Lay out the records below as a two-column CSV with the header row input,output, giving one row per record: the record's text under input and its answer under output. Wrap each value in double quotes as a single field, replacing any line breaks with spaces.

══════════════════════════════

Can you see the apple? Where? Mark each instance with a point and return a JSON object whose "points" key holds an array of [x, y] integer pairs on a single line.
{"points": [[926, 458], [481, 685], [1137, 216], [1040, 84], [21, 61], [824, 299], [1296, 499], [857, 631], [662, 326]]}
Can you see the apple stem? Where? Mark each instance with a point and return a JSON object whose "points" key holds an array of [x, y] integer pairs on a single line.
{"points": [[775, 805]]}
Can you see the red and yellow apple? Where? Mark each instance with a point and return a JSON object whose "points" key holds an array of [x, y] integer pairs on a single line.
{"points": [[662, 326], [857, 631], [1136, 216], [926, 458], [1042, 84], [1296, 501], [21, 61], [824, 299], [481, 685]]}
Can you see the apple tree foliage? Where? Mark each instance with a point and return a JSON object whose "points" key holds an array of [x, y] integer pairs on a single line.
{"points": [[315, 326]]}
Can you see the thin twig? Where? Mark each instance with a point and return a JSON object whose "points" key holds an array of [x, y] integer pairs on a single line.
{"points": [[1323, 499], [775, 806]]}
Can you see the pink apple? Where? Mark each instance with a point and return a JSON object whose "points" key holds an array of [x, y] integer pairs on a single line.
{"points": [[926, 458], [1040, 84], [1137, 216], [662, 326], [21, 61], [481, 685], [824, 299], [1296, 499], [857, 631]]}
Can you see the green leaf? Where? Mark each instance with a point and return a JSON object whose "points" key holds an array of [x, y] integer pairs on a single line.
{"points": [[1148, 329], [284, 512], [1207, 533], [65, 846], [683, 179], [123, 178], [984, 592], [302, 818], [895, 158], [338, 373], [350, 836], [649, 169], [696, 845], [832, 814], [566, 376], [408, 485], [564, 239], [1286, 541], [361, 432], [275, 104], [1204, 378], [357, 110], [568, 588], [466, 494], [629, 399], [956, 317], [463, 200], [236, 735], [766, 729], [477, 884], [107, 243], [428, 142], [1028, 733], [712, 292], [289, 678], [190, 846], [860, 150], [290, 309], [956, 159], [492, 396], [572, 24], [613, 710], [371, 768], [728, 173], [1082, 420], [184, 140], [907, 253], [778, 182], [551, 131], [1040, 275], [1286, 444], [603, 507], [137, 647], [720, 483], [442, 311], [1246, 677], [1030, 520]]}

══════════════════════════════

◆ **THE SOLUTION**:
input,output
"Can you see the apple? Where? Mark each instance with a point and return a JSON object whose ""points"" key holds an array of [x, y] integer pairs on a single line.","{""points"": [[926, 458], [481, 685], [1137, 216], [1040, 84], [21, 61], [824, 299], [1296, 499], [857, 631], [662, 326]]}"
"Can you see the apple stem? Where? Mark each instance with a point and return a JSON object whose ""points"" key holds an array of [x, y] integer pairs on a single line.","{""points"": [[775, 805]]}"
"Can you see the red and yellow apple? Where? Mark each instance with a point and return a JSON object whose ""points"" key holds an array of [x, y] integer pairs on a single line.","{""points"": [[662, 326], [857, 631], [1136, 216], [926, 458], [1042, 84], [1296, 501], [21, 61], [824, 299], [481, 685]]}"
"Can you see the apple tree foliage? Where? Mark each instance with a point and return a JSON object whose ""points"" key holds an array of [x, y] integer pairs on a single line.","{""points"": [[315, 326]]}"
"Can you see the thin twig? Where? Mark each instance with a point and return a JSON object whose ""points"" key holds an array of [x, y] integer pairs on a single line.","{""points"": [[1323, 499], [775, 806]]}"
"Can you see the pink apple? Where? Mark each instance with a point and return a JSON object whose ""points"" key holds an array of [x, y] integer pairs on a single line.","{""points"": [[926, 458], [1040, 84], [1137, 216], [662, 326], [21, 61], [481, 685], [824, 299], [1296, 499], [857, 631]]}"
"Can you see the green leaf? Where? Mark each instance with a point and return a JSON object whose ""points"" key holds an array of [x, y] integer pairs on a single line.","{""points"": [[1148, 329], [284, 512], [1207, 533], [65, 846], [683, 179], [123, 178], [984, 592], [302, 818], [895, 158], [338, 373], [350, 836], [649, 169], [696, 845], [832, 814], [566, 376], [408, 485], [564, 239], [1286, 541], [361, 432], [275, 104], [1204, 378], [357, 110], [568, 588], [466, 494], [629, 399], [956, 317], [463, 200], [236, 735], [766, 729], [477, 884], [107, 243], [428, 142], [1028, 733], [712, 292], [289, 678], [190, 846], [860, 150], [290, 309], [956, 159], [492, 396], [572, 24], [613, 710], [371, 768], [728, 173], [1082, 420], [184, 140], [907, 253], [778, 182], [551, 131], [1040, 275], [1286, 444], [603, 507], [137, 647], [720, 483], [442, 311], [1246, 677], [1030, 520]]}"